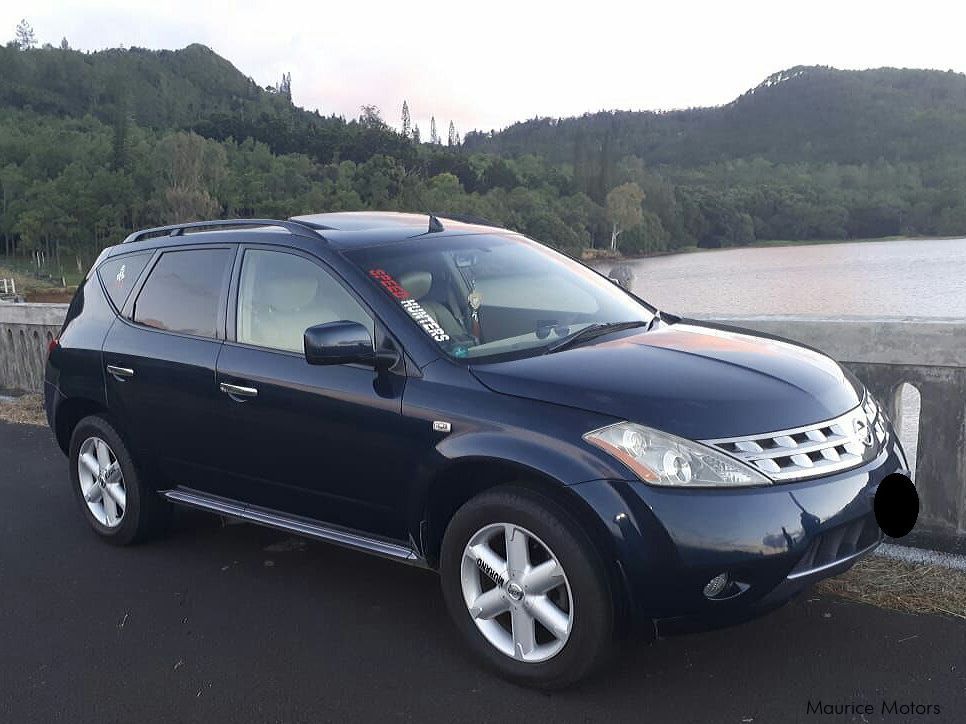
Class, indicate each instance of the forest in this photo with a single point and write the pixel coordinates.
(96, 144)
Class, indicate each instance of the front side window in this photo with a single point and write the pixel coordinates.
(484, 297)
(280, 295)
(184, 291)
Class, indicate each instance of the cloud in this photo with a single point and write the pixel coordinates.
(485, 66)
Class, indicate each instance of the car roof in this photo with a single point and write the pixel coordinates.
(350, 229)
(341, 230)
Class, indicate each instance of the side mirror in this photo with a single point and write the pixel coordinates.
(338, 343)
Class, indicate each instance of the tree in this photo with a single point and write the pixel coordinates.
(372, 118)
(407, 121)
(285, 87)
(624, 209)
(25, 36)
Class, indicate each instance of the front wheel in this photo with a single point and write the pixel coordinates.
(527, 588)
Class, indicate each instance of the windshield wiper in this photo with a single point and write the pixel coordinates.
(592, 331)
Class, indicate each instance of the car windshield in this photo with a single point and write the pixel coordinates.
(484, 297)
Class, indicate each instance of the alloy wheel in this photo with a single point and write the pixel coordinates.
(516, 592)
(102, 482)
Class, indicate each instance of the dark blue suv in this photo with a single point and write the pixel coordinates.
(575, 463)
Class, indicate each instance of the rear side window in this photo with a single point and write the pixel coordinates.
(184, 291)
(118, 275)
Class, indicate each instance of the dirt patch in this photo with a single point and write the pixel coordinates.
(25, 410)
(902, 586)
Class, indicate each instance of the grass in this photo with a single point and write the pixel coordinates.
(24, 410)
(900, 586)
(34, 287)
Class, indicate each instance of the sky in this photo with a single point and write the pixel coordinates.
(484, 65)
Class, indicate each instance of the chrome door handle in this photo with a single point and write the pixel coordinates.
(237, 391)
(120, 373)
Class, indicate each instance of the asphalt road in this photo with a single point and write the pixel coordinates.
(237, 623)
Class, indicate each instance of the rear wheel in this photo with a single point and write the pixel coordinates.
(113, 497)
(527, 589)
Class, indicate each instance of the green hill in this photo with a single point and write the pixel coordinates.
(804, 114)
(93, 145)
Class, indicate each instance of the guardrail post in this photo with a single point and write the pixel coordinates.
(941, 466)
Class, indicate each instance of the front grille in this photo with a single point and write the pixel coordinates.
(814, 450)
(838, 545)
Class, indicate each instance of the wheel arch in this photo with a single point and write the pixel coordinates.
(468, 477)
(71, 411)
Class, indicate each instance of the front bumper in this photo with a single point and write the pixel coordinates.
(775, 541)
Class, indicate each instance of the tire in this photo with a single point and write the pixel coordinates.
(584, 598)
(143, 514)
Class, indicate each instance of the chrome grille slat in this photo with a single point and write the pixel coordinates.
(813, 450)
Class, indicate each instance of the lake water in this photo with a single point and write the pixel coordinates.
(920, 278)
(891, 278)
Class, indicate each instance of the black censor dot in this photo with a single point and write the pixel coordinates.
(896, 505)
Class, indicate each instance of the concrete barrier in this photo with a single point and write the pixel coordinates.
(885, 353)
(25, 331)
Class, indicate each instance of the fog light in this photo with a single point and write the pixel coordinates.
(716, 585)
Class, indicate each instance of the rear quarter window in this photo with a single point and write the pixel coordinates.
(118, 276)
(184, 292)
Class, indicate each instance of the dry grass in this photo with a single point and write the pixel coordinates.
(902, 586)
(25, 410)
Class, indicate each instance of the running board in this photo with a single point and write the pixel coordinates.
(293, 524)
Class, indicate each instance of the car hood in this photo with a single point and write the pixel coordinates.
(699, 381)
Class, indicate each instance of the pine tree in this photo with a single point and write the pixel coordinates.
(407, 121)
(25, 36)
(119, 144)
(285, 87)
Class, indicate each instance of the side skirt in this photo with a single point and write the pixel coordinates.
(294, 524)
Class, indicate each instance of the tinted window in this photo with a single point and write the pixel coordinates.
(183, 292)
(281, 295)
(119, 275)
(494, 296)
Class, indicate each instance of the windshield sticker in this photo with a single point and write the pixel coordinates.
(390, 284)
(412, 307)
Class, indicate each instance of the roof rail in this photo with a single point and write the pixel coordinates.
(467, 219)
(293, 227)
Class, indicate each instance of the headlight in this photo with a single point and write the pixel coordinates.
(662, 459)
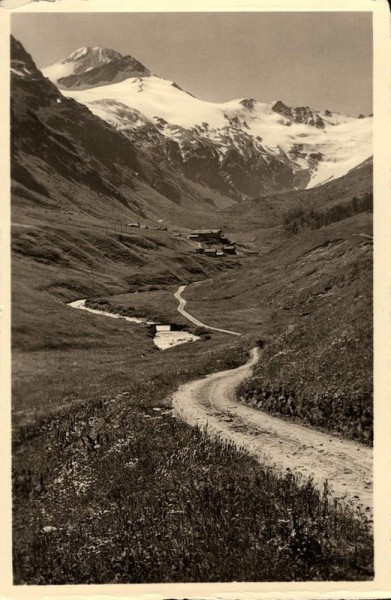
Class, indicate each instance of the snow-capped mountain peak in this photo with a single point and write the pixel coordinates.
(242, 146)
(91, 66)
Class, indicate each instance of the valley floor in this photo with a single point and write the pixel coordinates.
(93, 421)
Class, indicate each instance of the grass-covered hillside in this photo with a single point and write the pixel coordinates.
(310, 301)
(109, 487)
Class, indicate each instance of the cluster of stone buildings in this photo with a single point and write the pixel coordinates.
(212, 242)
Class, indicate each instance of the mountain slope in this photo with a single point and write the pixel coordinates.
(65, 158)
(242, 147)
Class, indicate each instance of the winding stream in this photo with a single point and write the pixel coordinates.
(164, 337)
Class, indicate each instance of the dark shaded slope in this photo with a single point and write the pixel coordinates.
(65, 158)
(53, 134)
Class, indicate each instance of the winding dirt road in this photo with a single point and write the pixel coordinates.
(189, 317)
(211, 402)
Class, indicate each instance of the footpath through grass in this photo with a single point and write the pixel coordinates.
(120, 491)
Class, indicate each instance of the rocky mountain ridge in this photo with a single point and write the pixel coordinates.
(243, 147)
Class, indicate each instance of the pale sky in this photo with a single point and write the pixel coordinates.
(323, 60)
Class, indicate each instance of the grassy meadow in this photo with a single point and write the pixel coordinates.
(108, 486)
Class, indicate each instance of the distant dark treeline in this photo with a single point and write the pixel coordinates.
(298, 218)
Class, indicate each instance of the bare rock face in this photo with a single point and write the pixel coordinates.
(300, 114)
(241, 148)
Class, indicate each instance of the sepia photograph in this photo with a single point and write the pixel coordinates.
(192, 297)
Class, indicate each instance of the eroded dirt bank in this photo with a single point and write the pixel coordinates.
(210, 402)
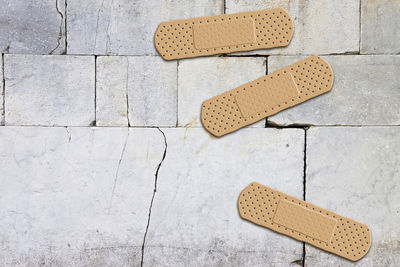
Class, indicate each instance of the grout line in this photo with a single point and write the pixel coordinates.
(359, 28)
(266, 73)
(177, 92)
(95, 91)
(224, 6)
(199, 127)
(304, 185)
(60, 30)
(126, 92)
(4, 90)
(221, 55)
(154, 192)
(65, 24)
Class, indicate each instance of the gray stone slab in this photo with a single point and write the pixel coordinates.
(111, 91)
(32, 27)
(366, 91)
(124, 27)
(141, 90)
(320, 27)
(356, 173)
(76, 196)
(195, 217)
(202, 78)
(380, 27)
(49, 90)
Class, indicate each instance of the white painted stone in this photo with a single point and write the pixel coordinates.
(202, 78)
(147, 83)
(365, 92)
(76, 196)
(125, 27)
(380, 27)
(194, 216)
(320, 27)
(152, 91)
(49, 90)
(32, 27)
(356, 173)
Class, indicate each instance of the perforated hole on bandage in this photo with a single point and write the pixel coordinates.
(219, 34)
(304, 221)
(266, 96)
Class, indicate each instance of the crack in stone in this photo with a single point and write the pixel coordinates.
(154, 193)
(68, 134)
(60, 31)
(303, 262)
(4, 91)
(126, 91)
(117, 172)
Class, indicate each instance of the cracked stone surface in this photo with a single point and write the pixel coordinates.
(104, 161)
(124, 27)
(202, 78)
(366, 91)
(76, 196)
(320, 27)
(194, 215)
(32, 27)
(380, 28)
(141, 90)
(49, 90)
(356, 172)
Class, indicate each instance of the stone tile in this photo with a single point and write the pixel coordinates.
(320, 27)
(147, 83)
(76, 196)
(365, 92)
(111, 91)
(49, 90)
(380, 27)
(124, 27)
(202, 78)
(32, 27)
(194, 215)
(356, 173)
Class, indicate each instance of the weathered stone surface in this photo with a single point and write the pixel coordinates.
(32, 27)
(152, 91)
(202, 78)
(111, 91)
(380, 27)
(320, 27)
(356, 173)
(194, 216)
(49, 90)
(141, 88)
(365, 92)
(76, 196)
(124, 27)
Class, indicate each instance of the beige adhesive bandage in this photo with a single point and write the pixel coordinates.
(304, 221)
(266, 96)
(205, 36)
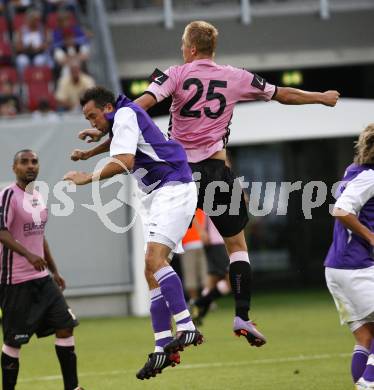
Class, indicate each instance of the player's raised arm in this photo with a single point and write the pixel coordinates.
(120, 164)
(79, 154)
(146, 101)
(8, 241)
(293, 96)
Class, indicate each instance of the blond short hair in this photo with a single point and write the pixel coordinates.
(365, 146)
(202, 35)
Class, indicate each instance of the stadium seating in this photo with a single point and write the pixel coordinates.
(52, 20)
(38, 86)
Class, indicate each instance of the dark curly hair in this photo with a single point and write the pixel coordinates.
(100, 95)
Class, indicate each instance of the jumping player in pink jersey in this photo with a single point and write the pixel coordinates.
(204, 95)
(31, 300)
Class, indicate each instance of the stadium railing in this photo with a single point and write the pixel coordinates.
(170, 11)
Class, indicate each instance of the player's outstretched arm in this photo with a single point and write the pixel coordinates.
(52, 265)
(8, 241)
(146, 101)
(351, 222)
(79, 154)
(90, 135)
(286, 95)
(122, 163)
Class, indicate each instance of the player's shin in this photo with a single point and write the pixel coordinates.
(368, 374)
(172, 290)
(161, 320)
(65, 350)
(241, 280)
(9, 366)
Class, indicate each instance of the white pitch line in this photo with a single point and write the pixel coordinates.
(300, 358)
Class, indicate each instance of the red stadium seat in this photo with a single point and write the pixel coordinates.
(37, 74)
(38, 87)
(4, 34)
(8, 74)
(5, 53)
(19, 21)
(52, 19)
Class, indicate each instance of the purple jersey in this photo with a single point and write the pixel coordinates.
(158, 161)
(204, 96)
(24, 215)
(355, 196)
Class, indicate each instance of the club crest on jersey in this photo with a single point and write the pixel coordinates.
(158, 77)
(258, 82)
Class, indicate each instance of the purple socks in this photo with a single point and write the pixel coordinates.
(172, 291)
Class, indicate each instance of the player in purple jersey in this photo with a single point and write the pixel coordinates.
(204, 95)
(350, 260)
(31, 300)
(169, 198)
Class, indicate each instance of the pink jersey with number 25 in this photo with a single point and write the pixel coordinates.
(204, 95)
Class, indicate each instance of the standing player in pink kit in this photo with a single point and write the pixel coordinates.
(31, 300)
(204, 95)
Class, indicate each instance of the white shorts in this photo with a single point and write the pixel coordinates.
(167, 213)
(353, 293)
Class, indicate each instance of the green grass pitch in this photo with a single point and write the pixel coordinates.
(307, 349)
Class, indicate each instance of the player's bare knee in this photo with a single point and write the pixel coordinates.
(363, 335)
(153, 263)
(235, 244)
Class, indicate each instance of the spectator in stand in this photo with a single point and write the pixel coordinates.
(31, 42)
(71, 86)
(56, 5)
(69, 41)
(9, 102)
(45, 112)
(21, 6)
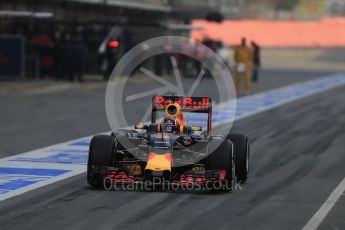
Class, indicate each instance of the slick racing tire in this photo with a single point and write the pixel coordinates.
(222, 159)
(241, 150)
(101, 153)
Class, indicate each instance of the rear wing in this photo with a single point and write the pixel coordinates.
(187, 104)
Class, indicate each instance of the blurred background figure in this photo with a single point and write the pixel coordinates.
(256, 61)
(243, 57)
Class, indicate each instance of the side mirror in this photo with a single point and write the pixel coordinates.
(139, 126)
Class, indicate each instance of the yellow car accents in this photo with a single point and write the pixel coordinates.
(159, 162)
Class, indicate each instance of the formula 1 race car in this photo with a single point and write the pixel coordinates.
(170, 150)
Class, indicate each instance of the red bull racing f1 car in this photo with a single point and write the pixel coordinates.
(170, 150)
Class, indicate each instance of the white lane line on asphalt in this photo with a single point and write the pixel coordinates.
(326, 207)
(69, 158)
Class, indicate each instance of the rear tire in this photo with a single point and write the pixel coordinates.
(241, 151)
(222, 159)
(101, 153)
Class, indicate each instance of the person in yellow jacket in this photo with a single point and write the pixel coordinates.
(243, 59)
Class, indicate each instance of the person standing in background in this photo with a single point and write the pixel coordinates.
(256, 61)
(243, 57)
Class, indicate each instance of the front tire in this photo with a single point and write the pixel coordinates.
(101, 153)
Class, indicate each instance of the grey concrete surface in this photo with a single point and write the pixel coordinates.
(297, 160)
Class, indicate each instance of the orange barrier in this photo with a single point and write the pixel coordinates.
(324, 33)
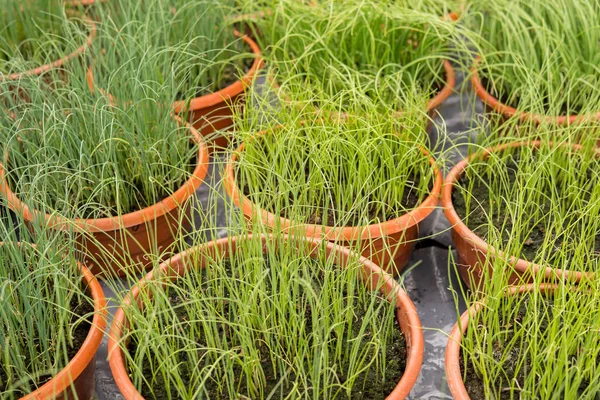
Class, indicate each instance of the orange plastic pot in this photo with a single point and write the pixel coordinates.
(389, 244)
(508, 112)
(372, 276)
(77, 380)
(119, 245)
(60, 62)
(452, 361)
(475, 256)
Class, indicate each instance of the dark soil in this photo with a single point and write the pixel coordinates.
(82, 310)
(478, 217)
(517, 355)
(372, 387)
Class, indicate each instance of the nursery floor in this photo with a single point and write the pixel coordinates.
(429, 278)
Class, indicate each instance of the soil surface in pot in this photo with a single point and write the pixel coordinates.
(80, 311)
(330, 216)
(516, 359)
(478, 218)
(373, 388)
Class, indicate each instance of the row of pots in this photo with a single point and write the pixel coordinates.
(76, 380)
(388, 244)
(210, 108)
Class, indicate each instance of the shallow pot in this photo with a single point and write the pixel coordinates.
(120, 245)
(77, 380)
(372, 276)
(475, 256)
(388, 244)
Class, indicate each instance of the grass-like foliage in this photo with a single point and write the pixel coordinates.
(36, 32)
(45, 313)
(386, 50)
(540, 204)
(188, 47)
(540, 56)
(334, 169)
(277, 324)
(541, 344)
(91, 156)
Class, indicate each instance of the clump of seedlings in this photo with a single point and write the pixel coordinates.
(334, 169)
(535, 200)
(262, 321)
(534, 341)
(46, 311)
(86, 155)
(389, 51)
(37, 32)
(539, 56)
(188, 47)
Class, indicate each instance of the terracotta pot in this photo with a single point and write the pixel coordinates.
(388, 244)
(60, 62)
(475, 256)
(507, 112)
(120, 245)
(452, 362)
(372, 276)
(77, 380)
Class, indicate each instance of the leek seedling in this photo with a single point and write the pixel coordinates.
(540, 56)
(188, 47)
(36, 32)
(539, 204)
(388, 51)
(336, 169)
(45, 314)
(542, 344)
(266, 322)
(91, 156)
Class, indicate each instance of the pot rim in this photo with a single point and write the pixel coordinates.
(452, 356)
(510, 112)
(395, 225)
(460, 228)
(61, 61)
(126, 220)
(372, 275)
(86, 353)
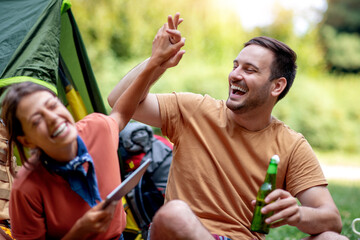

_ _ _ _ _

WORK REQUIRED: Count the lines in the items above that contain the word "floor". Reply with the number alone.

OUTPUT BELOW: 2